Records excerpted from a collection
--------------------------------
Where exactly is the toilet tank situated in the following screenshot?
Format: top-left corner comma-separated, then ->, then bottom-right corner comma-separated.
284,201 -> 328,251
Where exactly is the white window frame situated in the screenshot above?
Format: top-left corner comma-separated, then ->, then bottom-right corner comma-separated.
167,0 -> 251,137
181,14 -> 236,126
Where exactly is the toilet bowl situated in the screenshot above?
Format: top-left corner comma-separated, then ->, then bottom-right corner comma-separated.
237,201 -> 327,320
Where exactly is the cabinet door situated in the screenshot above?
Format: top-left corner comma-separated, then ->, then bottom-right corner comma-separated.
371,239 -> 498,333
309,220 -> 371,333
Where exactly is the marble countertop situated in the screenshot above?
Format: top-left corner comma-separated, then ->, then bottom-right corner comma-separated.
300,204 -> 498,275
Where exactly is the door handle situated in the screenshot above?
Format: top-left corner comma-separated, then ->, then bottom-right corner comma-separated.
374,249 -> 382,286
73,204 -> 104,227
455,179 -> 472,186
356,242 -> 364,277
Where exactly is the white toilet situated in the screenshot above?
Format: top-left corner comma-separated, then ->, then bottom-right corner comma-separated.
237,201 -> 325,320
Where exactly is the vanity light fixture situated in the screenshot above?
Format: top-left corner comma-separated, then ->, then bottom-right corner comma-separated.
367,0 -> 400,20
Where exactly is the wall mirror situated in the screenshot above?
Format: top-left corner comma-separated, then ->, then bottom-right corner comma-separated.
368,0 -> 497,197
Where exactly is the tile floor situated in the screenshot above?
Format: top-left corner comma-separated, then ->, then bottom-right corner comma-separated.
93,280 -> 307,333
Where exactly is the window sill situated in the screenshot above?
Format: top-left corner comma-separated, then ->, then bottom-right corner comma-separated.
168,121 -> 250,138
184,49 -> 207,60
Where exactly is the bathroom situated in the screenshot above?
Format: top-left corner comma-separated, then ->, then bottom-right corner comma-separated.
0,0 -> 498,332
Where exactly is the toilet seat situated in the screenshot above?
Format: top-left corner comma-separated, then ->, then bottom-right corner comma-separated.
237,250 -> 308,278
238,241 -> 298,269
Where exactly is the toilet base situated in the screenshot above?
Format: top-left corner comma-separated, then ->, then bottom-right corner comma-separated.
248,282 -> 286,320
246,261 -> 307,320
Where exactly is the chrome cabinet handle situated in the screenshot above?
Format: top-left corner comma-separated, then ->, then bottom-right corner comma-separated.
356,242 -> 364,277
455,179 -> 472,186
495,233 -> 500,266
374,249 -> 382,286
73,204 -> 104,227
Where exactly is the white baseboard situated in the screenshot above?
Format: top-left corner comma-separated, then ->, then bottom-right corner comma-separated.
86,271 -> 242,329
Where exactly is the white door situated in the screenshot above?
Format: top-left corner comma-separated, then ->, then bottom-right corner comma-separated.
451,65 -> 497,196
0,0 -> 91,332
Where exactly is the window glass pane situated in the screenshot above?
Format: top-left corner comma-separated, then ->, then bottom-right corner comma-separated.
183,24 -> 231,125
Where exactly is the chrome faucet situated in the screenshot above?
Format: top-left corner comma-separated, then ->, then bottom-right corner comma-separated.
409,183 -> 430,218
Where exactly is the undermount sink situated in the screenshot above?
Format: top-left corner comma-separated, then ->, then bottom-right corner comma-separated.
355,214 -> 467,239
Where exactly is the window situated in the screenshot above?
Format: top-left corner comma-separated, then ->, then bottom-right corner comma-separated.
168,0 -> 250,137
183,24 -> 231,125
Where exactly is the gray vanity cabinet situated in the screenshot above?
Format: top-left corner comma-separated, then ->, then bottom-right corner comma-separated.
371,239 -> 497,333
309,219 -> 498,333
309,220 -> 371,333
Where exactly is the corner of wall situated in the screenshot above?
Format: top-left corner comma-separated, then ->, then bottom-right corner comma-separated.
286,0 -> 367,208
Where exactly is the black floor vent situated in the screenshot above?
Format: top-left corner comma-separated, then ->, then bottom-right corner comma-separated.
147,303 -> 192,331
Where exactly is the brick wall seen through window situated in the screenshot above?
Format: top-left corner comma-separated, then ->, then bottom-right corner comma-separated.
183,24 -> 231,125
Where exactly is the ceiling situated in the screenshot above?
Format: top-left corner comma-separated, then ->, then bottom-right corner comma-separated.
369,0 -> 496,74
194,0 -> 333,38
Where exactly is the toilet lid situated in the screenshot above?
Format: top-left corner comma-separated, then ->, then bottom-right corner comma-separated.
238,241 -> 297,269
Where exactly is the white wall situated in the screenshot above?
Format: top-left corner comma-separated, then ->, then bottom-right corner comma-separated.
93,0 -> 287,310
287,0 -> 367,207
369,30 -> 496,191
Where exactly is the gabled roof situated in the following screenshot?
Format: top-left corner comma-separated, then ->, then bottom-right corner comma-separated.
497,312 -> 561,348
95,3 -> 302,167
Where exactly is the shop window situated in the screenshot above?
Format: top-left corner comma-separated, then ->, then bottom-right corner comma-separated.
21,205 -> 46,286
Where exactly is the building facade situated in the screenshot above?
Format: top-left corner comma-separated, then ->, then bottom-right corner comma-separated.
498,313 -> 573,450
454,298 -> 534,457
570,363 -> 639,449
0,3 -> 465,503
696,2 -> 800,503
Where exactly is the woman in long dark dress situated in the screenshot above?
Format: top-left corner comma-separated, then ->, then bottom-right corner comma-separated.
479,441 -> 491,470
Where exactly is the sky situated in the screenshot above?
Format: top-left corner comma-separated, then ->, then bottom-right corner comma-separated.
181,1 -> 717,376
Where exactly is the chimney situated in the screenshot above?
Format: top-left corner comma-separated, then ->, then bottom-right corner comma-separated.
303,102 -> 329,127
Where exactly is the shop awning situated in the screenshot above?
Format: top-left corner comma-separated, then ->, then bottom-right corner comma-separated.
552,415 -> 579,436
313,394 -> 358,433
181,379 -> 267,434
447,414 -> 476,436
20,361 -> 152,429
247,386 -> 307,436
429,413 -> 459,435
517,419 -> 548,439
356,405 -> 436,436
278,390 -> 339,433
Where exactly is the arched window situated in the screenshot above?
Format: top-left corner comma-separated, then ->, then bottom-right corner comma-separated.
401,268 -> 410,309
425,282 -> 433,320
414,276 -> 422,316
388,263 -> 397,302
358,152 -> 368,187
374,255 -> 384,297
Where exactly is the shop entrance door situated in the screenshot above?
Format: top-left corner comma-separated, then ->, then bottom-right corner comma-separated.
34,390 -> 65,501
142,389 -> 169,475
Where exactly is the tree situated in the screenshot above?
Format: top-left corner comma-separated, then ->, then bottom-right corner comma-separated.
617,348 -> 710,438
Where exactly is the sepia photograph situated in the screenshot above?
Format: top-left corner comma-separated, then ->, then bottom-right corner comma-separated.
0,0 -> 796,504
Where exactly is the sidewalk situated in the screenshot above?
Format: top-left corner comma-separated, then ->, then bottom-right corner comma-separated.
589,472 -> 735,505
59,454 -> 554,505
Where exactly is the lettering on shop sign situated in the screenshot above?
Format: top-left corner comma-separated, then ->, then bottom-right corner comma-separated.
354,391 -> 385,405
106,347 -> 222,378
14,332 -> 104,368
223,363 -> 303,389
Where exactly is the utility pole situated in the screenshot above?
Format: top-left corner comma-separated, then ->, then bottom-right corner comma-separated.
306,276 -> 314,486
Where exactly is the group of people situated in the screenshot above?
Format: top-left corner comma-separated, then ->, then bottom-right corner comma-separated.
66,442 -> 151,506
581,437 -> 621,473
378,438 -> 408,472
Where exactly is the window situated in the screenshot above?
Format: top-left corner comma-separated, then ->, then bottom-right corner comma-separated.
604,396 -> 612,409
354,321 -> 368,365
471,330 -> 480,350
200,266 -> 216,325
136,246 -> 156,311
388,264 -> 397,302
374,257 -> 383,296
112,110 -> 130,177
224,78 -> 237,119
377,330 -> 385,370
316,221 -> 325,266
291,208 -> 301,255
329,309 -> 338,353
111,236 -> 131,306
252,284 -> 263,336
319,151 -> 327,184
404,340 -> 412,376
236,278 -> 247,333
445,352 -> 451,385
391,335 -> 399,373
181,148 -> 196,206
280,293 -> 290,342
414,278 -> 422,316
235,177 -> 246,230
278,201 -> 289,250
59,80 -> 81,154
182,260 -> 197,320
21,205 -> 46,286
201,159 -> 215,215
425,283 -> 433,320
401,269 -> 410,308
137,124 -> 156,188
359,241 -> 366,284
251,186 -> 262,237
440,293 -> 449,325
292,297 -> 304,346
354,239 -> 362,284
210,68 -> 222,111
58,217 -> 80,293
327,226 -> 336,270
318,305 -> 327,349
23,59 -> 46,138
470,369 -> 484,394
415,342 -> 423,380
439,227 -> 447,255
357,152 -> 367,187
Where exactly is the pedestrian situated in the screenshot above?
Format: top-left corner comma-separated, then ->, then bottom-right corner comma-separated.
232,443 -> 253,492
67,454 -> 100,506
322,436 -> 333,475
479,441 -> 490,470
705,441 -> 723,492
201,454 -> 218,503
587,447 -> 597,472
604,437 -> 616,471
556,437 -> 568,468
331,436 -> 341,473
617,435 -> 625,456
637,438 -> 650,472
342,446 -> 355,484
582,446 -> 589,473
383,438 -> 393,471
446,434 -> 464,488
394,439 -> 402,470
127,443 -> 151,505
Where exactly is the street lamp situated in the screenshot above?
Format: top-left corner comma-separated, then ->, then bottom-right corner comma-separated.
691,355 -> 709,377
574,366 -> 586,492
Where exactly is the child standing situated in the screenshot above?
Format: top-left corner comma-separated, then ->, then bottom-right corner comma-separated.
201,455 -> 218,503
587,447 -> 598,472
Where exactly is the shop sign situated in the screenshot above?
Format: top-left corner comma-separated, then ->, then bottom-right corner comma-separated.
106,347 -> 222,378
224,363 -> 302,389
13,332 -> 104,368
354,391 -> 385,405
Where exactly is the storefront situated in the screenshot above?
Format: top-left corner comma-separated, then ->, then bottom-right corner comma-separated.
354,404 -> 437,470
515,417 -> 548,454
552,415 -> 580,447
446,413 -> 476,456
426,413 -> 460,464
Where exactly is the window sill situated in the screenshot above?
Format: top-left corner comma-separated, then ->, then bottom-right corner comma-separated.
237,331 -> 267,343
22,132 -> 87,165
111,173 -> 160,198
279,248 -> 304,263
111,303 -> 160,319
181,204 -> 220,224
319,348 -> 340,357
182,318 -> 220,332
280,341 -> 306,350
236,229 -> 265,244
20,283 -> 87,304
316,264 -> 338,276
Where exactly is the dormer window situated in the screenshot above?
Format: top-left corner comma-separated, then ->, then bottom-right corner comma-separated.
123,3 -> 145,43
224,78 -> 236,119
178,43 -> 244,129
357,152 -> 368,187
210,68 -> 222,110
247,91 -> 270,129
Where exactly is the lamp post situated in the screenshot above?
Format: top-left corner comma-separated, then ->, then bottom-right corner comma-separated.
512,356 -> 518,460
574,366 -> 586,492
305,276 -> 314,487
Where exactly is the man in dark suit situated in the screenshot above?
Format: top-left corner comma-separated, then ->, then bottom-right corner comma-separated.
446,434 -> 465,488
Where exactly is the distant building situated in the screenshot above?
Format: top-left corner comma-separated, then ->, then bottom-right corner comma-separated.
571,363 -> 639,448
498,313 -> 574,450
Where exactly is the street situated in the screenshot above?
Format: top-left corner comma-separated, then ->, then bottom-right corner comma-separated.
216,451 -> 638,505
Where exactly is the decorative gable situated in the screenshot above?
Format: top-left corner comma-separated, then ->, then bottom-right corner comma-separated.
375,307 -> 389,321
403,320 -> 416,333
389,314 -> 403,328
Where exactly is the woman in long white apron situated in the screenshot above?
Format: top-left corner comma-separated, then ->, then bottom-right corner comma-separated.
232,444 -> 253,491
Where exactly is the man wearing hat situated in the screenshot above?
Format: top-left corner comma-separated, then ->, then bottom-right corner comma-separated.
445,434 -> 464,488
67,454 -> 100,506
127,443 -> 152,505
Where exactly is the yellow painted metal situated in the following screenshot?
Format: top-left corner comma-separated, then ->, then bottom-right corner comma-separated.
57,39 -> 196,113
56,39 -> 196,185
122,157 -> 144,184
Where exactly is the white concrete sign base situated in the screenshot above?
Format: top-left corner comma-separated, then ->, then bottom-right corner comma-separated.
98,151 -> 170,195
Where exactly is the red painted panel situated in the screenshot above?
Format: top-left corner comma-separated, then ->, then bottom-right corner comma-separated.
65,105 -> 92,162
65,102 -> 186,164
--------------------------------
**Work order**
Please transcribe exactly the lines above from the line that has "Where exactly is the building" up to and including the line that has "Where exactly is the sky"; no other line belongs in the answer.

**Your solution**
Where exactly is the building facade situated in the screenshot above?
Format: top-left corner comma-separated, then ->, then bottom-right corner comma-separated.
498,313 -> 573,450
454,298 -> 534,457
570,363 -> 639,449
0,3 -> 465,503
696,2 -> 800,503
Where exactly is the woman in long dark dress situated in the screenshot above?
Format: top-left corner comma-separated, then ->, then bottom-right corner comma-separated.
479,441 -> 491,470
Where exactly is the sky situated in the screenshot above?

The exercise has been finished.